## [INSTRUCTIONS TO FOLLOW]
Continue the news report on the Guangdong highway collapse, beginning right after its final sentence.

## [PASSAGE PROVIDED]
========
Chinese officials say the death toll from a collapsed highway in southeastern Guangdong province rose to 48 on Thursday, some 24 hours after a section of the four-lane mountainous pass buckled in the wake of record rainfall and flooding, sending 23 vehicles tumbling down a steep slope with some bursting into flames.
Three people remained unidentified, pending DNA testing, according to a local official in Meizhou City. It was not immediately clear if they died, which would bring the death toll to 51. At least 30 other people had non-life-threatening injuries.
The collapse occurred on one side of a four-lane highway in Meizhou about 2 a.m. Wednesday, just as China kicked off a five-day holiday.
For a second day, rescuers searched for trapped people by digging through mountainous terrain. Construction cranes lifted out burnt-out and mangled vehicles.
Heavy rains, the risk of secondary disasters and the large number of trapped, burned and buried vehicles were complicating rescue efforts, a city official said. More than 570 people and 80 rescue vehicles have been deployed to help with the mission.
========
## [RECORDS PROVIDED]
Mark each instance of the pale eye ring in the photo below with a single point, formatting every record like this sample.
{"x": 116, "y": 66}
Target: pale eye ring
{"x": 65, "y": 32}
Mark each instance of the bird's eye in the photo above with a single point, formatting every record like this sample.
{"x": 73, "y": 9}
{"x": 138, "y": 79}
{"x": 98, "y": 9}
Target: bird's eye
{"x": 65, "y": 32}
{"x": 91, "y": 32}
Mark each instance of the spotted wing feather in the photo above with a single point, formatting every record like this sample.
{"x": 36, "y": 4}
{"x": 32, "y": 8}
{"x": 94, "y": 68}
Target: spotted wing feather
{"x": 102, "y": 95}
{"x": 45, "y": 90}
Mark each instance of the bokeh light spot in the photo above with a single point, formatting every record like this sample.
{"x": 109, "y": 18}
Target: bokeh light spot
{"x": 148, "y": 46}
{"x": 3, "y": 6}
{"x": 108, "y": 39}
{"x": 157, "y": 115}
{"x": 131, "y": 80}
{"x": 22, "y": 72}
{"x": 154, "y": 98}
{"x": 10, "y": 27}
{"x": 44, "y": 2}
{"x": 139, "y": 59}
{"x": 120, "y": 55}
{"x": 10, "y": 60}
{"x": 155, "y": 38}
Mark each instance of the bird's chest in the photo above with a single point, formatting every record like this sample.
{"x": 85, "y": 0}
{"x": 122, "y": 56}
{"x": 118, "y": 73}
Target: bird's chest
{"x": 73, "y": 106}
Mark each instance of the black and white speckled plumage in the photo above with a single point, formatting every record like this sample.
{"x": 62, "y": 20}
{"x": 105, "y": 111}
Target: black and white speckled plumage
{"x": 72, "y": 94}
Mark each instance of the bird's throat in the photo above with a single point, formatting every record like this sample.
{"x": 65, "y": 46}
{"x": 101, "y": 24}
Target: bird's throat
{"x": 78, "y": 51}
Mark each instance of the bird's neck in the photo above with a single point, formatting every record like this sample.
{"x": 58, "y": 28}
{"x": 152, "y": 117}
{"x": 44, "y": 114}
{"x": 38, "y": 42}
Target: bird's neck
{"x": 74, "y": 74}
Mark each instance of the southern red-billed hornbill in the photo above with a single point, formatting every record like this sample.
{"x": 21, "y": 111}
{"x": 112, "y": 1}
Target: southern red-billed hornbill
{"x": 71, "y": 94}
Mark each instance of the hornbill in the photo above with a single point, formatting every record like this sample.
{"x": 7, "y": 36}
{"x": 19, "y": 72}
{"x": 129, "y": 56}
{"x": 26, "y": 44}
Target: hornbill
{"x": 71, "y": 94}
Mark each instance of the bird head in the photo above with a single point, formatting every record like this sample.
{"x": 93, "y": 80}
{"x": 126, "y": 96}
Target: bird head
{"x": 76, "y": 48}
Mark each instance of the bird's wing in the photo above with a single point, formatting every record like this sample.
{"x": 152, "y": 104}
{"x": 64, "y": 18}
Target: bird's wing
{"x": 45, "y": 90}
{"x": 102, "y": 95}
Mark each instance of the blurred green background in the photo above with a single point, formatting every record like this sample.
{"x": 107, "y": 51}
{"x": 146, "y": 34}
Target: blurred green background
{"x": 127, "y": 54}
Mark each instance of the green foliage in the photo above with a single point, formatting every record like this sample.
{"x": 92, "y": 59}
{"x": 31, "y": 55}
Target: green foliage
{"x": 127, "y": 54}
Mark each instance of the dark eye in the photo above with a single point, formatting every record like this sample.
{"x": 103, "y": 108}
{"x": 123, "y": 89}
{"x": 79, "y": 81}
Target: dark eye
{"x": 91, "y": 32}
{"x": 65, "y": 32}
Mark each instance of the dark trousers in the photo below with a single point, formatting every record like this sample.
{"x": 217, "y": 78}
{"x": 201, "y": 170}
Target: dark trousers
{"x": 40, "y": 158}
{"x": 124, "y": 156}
========
## [RESULT OF THIS TASK]
Meizhou is one of the areas in southern China’s Guangdong that has been overwhelmed by heavy rain since last month. The adverse weather triggered dangerous mudslides, inundated homes and destroyed bridges.
The rain saturated soil in the area, “making it prone to secondary disasters during the rescue process,” said Wen Yongdeng, the Communist Party secretary for the Meizhou emergency management bureau.
Over the past two weeks, parts of Guangdong experienced record rains, hail and flooding. A tornado killed five people in the provincial capital during storms last weekend.